* [Task item]:
Scan the data for "blue" and copy the lines it appears in.

Records excerpted from a collection:
-- Opening Marker --

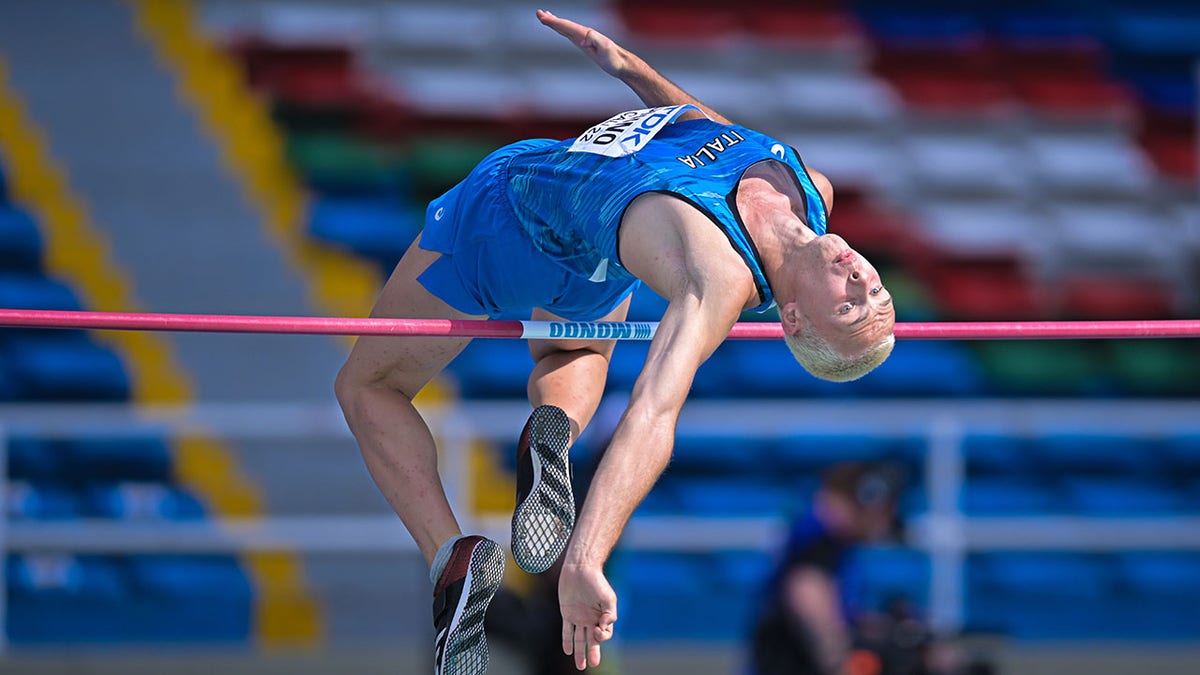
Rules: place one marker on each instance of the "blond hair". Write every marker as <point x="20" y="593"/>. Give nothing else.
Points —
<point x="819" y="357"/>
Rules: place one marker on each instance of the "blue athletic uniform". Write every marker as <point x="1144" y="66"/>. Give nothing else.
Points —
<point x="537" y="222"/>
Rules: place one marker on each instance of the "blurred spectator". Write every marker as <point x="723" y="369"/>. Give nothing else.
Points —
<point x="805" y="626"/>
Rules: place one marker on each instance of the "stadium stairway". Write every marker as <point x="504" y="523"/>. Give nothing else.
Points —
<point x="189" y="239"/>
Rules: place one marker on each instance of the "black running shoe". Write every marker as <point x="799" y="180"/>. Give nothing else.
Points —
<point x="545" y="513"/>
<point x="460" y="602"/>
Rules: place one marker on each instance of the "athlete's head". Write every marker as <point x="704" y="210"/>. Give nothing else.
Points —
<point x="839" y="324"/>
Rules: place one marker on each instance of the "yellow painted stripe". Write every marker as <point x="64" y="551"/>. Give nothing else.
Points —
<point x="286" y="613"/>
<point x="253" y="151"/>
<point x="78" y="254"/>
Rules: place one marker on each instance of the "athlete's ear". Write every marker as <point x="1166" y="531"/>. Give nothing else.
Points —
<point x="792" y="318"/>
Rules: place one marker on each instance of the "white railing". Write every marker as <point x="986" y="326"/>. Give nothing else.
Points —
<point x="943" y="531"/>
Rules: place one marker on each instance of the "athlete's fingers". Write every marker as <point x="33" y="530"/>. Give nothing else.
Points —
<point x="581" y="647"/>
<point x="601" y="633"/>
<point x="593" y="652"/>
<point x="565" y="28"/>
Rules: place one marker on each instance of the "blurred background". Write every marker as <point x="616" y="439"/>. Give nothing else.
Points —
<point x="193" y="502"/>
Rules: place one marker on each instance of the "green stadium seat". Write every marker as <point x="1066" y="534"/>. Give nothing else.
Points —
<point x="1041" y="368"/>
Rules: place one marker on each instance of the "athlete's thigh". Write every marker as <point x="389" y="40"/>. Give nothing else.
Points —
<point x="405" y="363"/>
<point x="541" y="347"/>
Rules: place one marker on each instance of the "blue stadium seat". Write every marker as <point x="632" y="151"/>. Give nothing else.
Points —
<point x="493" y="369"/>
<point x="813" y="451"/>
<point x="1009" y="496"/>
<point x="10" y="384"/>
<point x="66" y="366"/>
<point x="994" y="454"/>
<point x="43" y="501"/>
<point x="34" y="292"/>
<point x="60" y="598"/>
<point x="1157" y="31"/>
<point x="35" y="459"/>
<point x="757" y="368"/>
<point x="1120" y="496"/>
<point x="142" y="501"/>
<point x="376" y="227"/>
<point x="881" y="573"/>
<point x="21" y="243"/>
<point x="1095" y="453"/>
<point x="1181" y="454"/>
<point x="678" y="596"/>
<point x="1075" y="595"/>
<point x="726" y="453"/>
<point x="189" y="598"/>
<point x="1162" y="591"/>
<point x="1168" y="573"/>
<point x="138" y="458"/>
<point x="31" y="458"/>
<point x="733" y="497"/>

-- Closing Marker --

* [Solution for this task]:
Rules: place one marker on each instance of the "blue athletic uniform". Write every marker as <point x="1144" y="66"/>. Give nothing else.
Rules: place one marker on each instance of the "blue stadium seat". Write every marker as <point x="632" y="151"/>. Give nothing else.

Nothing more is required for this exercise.